Brano da leggere:
□ □ □ □ □

L’Italia, che nei primi anni ‘50 ancora non era stata ammessa all’O.N.U., partecipò alla guerra in Corea con un ospedale da campo della Croce Rossa Italiana che operò dal 1951 al 1955.
L’assistenza sanitaria del reparto italiano fu prestata a militari e civili. Questi ultimi erano coloro che avevano bisogno di maggiore assistenza anche se spesso non si trattava di ferite da armi. La guerra aveva seminato nel paese fame e malattie.Dopo la grande offensiva cino-coreana l’esodo della popolazione dal nord al sud avvenne in proporzioni colossali (almeno due milioni di persone abbandonarono i territori devastati dalla guerra e si calcola che almeno 200.000 persone siano state assistite dai sanitari italiani).
La capacità iniziale dell’ospedale era di 150 posti letto, poi elevata a 200, divisi fra chirurgia uomini e donne, medicina uomini e donne e pediatria.
L’organico per l’assistenza sanitaria era di 71 elementi, fra ufficiali, infermiere volontarie, sottufficiali, graduati e militi della Croce rossa italiana. 37 gli uomini del personale coreano per i servizi. Al comando il capitano medico Luigi Coia, sostituito nel luglio 1952 dal maggiore medico Fabio Pennacchi.
Nelle cronache di quel devastante conflitto fu anche rilevata una grave accusa fatta dai cinocoreani agli americani: quella di aver condotto una guerra batteriologica (avere cioè vilmente diffuso infezioni varie tra la popolazione civile della Corea del Nord e quelle della Manciuria).

□ □ □ □ □

Compiti da svolgere:
[a] Rispondi alle seguenti domande sul brano dedicato all'ospedale italiano in Corea.
(i) In quali anni operò l'ospedale da campo della Croce Rossa Italiana?
(ii) Quanti posti letto aveva inizialmente l'ospedale?
(iii) Chi sostituì il capitano medico Luigi Coia nel luglio 1952?
[b] Trascrivi dal brano sull'ospedale italiano in Corea la parte che si apre con le parole contenenti "La capacità iniziale" e si chiude con "medico Fabio Pennacchi.".

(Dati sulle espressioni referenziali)
□ □ □ □ □

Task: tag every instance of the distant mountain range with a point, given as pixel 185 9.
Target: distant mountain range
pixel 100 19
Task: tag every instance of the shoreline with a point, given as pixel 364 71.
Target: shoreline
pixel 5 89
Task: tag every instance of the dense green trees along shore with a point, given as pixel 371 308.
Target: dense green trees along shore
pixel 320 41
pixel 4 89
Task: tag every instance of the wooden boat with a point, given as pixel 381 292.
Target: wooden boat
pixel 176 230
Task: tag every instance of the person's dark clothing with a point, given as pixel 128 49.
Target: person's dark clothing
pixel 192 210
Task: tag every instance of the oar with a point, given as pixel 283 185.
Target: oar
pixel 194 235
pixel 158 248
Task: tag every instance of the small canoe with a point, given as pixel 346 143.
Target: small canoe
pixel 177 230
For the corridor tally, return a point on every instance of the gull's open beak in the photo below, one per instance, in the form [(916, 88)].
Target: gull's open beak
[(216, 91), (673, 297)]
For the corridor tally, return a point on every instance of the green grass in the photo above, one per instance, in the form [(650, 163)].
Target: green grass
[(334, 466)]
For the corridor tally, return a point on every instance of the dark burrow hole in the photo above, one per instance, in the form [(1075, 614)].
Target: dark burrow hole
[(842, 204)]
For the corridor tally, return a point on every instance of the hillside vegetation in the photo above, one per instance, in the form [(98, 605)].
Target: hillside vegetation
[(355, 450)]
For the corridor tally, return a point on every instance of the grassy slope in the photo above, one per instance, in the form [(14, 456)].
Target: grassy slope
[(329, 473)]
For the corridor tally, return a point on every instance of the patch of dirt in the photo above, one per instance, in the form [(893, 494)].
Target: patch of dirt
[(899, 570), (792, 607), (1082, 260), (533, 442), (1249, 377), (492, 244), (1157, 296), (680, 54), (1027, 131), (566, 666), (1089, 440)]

□ □ □ □ □

Risposte:
[a]
(i) Dal 1951 al 1955.
(ii) 150 posti letto.
(iii) Il maggiore medico Fabio Pennacchi.

[b]
La capacità iniziale dell’ospedale era di 150 posti letto, poi elevata a 200, divisi fra chirurgia uomini e donne, medicina uomini e donne e pediatria.
L’organico per l’assistenza sanitaria era di 71 elementi, fra ufficiali, infermiere volontarie, sottufficiali, graduati e militi della Croce rossa italiana. 37 gli uomini del personale coreano per i servizi. Al comando il capitano medico Luigi Coia, sostituito nel luglio 1952 dal maggiore medico Fabio Pennacchi.